(Direction) Can you convert the records below into a JSON list of strings, with one string per line and blank lines omitted?

(Data supplied)

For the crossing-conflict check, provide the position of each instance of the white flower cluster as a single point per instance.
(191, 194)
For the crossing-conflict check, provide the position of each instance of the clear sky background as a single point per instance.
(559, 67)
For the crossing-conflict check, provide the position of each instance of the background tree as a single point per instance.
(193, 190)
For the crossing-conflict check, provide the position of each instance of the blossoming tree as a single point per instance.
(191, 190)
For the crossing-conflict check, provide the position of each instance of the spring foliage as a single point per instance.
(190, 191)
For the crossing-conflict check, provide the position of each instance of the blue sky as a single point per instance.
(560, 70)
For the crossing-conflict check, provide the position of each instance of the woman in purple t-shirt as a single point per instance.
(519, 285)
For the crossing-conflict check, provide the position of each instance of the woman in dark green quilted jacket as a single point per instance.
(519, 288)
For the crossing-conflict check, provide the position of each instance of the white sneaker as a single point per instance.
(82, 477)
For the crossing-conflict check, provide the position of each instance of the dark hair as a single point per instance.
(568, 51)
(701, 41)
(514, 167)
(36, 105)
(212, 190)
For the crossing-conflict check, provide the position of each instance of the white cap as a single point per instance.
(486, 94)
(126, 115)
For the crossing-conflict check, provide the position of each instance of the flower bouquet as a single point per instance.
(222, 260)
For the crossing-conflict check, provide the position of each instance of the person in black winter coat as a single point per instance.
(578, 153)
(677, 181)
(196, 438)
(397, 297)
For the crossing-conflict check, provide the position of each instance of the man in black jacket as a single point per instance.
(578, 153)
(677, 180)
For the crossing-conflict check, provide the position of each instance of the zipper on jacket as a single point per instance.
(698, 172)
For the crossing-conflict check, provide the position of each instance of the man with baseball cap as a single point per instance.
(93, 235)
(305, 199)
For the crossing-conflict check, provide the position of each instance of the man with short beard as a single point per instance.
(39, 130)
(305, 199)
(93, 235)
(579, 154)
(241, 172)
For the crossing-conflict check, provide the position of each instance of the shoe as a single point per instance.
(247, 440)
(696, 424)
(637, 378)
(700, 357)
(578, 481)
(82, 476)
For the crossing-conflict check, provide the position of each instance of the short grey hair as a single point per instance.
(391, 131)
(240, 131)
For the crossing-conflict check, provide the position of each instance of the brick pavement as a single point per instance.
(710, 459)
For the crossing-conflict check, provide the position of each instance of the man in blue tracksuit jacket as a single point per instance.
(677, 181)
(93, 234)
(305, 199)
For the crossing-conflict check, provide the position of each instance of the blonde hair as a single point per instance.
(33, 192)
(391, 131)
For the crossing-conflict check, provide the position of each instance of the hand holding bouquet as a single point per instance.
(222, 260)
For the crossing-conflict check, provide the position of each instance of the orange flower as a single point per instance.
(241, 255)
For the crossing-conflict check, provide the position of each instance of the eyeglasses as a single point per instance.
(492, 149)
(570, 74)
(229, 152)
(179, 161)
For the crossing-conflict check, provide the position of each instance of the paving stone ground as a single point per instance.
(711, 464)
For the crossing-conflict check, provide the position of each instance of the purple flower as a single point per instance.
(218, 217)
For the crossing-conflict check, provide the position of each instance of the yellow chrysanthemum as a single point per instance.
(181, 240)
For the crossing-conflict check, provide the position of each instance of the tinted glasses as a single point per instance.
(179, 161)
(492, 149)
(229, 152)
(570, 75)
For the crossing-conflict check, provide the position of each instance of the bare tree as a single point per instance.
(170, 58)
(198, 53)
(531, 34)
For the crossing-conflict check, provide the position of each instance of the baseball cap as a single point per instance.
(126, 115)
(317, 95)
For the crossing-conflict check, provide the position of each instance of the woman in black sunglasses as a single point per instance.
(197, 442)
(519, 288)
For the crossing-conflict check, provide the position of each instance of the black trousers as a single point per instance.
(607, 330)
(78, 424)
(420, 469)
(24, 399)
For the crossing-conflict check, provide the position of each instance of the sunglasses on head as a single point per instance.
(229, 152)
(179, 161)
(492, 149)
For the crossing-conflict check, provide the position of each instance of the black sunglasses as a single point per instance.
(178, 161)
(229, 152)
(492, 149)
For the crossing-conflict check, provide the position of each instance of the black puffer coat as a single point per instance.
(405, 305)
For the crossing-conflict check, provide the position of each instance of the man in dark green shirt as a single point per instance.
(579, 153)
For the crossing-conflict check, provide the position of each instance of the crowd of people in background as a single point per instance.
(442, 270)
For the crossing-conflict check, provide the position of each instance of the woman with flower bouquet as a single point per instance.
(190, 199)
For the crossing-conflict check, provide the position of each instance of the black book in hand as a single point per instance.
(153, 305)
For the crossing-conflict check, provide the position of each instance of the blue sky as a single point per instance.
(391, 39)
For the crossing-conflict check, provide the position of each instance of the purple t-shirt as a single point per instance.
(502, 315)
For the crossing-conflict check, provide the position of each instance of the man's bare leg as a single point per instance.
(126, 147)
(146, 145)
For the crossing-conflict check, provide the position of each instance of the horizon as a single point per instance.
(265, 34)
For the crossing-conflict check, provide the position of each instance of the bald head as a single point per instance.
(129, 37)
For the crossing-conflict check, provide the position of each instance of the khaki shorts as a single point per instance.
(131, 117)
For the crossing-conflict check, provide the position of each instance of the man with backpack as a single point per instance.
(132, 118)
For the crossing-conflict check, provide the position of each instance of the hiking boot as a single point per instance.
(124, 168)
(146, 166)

(The answer)
[
  "For the crossing-conflict check, provide the position of each instance of the white flower cluster as a single point per instance.",
  "(191, 194)",
  "For the crossing-conflict check, provide the position of each instance of the clear sky background as a single point per instance.",
  "(559, 67)",
  "For the crossing-conflict check, provide the position of each instance of the background tree as a single point per instance.",
  "(193, 190)",
  "For the crossing-conflict check, provide the position of each instance of the blossoming tree as a single point per instance.",
  "(191, 190)",
  "For the crossing-conflict check, provide the position of each instance of the spring foliage as a single point per instance.",
  "(190, 191)",
  "For the crossing-conflict check, provide the position of each instance of the blue sky as a single point per instance.",
  "(560, 70)",
  "For the crossing-conflict check, provide the position of each instance of the woman in purple t-shirt as a single point per instance.",
  "(519, 285)",
  "For the crossing-conflict check, provide the position of each instance of the woman in dark green quilted jacket as a single point per instance.",
  "(519, 288)",
  "For the crossing-conflict check, provide the position of each instance of the white sneaker as a single point per instance.",
  "(82, 477)",
  "For the crossing-conflict check, provide the position of each instance of the dark hair as a single point per instance.",
  "(568, 51)",
  "(701, 41)",
  "(514, 167)",
  "(36, 105)",
  "(212, 190)",
  "For the crossing-conflict check, provide the position of each instance of the white cap as a single point per instance.",
  "(486, 94)",
  "(126, 115)",
  "For the crossing-conflict check, provide the position of each instance of the flower bouquet as a single point per instance.",
  "(222, 260)",
  "For the crossing-conflict check, provide the position of each instance of the person in black winter coat as a single point per instance.",
  "(578, 153)",
  "(677, 181)",
  "(196, 438)",
  "(397, 297)",
  "For the crossing-conflict check, provide the position of each instance of the man in black jacket as a single point per instance.",
  "(578, 153)",
  "(677, 180)",
  "For the crossing-conflict check, provide the position of each instance of the zipper on jacket as a single point per instance.",
  "(698, 172)",
  "For the crossing-conflict check, provide the position of each instance of the man with baseball cap as a single point per instance.",
  "(93, 235)",
  "(305, 199)",
  "For the crossing-conflict check, provide the position of each instance of the man with short beard as a single point per instance.",
  "(39, 130)",
  "(305, 199)",
  "(93, 235)",
  "(579, 154)",
  "(241, 172)",
  "For the crossing-conflict check, provide the position of each instance of the shoe as a single point per instance.",
  "(247, 440)",
  "(696, 424)",
  "(637, 378)",
  "(700, 357)",
  "(578, 481)",
  "(82, 476)",
  "For the crossing-conflict check, provide the position of each instance of the short grey hair as a single point per instance.",
  "(391, 131)",
  "(240, 131)",
  "For the crossing-conflict check, provide the position of each instance of the brick pavement as a single point per instance.",
  "(710, 459)",
  "For the crossing-conflict check, provide the position of each instance of the man in blue tracksuit jacket as a single point per instance.",
  "(677, 181)",
  "(93, 234)",
  "(305, 199)",
  "For the crossing-conflict check, provide the position of each instance of the blonde hair as a single point per instance.",
  "(33, 192)",
  "(391, 131)",
  "For the crossing-conflict check, provide the position of each instance of the hand holding bouquet as a single point per instance.",
  "(222, 260)",
  "For the crossing-conflict check, provide the position of each instance of the orange flower as a single point per instance.",
  "(241, 255)",
  "For the crossing-conflict check, provide the position of each instance of the eyeglasses as a single point per instance.",
  "(492, 149)",
  "(570, 74)",
  "(229, 152)",
  "(179, 161)",
  "For the crossing-conflict check, provide the position of each instance of the paving stone ground as a single point per instance.",
  "(711, 464)",
  "For the crossing-conflict check, provide the position of each instance of the purple flower as a single point per instance.",
  "(218, 217)",
  "For the crossing-conflict check, provide the position of each instance of the yellow chrysanthemum as a single point per instance.",
  "(181, 240)",
  "For the crossing-conflict check, provide the position of each instance of the tinted glasses as a single point per instance.",
  "(179, 161)",
  "(492, 149)",
  "(229, 152)",
  "(570, 75)",
  "For the crossing-conflict check, provide the position of each instance of the bare tree as a single point per instance.",
  "(170, 58)",
  "(198, 53)",
  "(531, 34)",
  "For the crossing-conflict check, provide the position of each instance of the baseball cap as a single point per instance.",
  "(126, 115)",
  "(317, 95)",
  "For the crossing-conflict check, provide the position of each instance of the woman in black sunglasses as a single point per instance.",
  "(197, 442)",
  "(519, 288)",
  "For the crossing-conflict check, provide the position of each instance of the black trousers as a single point per instance.",
  "(607, 330)",
  "(78, 424)",
  "(420, 469)",
  "(24, 399)",
  "For the crossing-conflict check, provide the position of each instance of the sunglasses on head as a single point per instance.",
  "(229, 152)",
  "(179, 161)",
  "(492, 149)",
  "For the crossing-conflict check, provide the position of each instance of the black sunglasses as a single point per instance.",
  "(178, 161)",
  "(229, 152)",
  "(492, 149)",
  "For the crossing-conflict check, provide the position of each instance of the black puffer coat as a single point per instance.",
  "(405, 305)",
  "For the crossing-conflict check, provide the position of each instance of the man in dark green shirt as a single point per instance.",
  "(579, 153)",
  "For the crossing-conflict check, provide the position of each instance of the crowd of people in background as a single point per instance.",
  "(442, 270)",
  "For the crossing-conflict check, provide the position of each instance of the woman with flower bouquet as a single point per instance.",
  "(190, 199)",
  "For the crossing-conflict check, provide the position of each instance of the black book in hand as a single point per instance.",
  "(153, 305)",
  "For the crossing-conflict check, provide the position of each instance of the blue sky as a single point per instance.",
  "(391, 39)",
  "For the crossing-conflict check, provide the position of each instance of the purple t-shirt as a single point per instance.",
  "(502, 315)",
  "For the crossing-conflict check, provide the position of each instance of the man's bare leg as a single point per instance.",
  "(126, 147)",
  "(146, 145)",
  "For the crossing-conflict check, provide the position of each instance of the horizon as a single point per instance.",
  "(265, 34)",
  "For the crossing-conflict check, provide the position of each instance of the bald head as a single point per instance.",
  "(129, 37)",
  "For the crossing-conflict check, provide the position of each instance of the khaki shorts as a single point per instance.",
  "(131, 117)",
  "For the crossing-conflict check, provide the position of each instance of the man with backpack as a single point per instance.",
  "(132, 118)",
  "For the crossing-conflict check, provide the position of each instance of the hiking boot as a single point per instance.",
  "(124, 168)",
  "(146, 166)"
]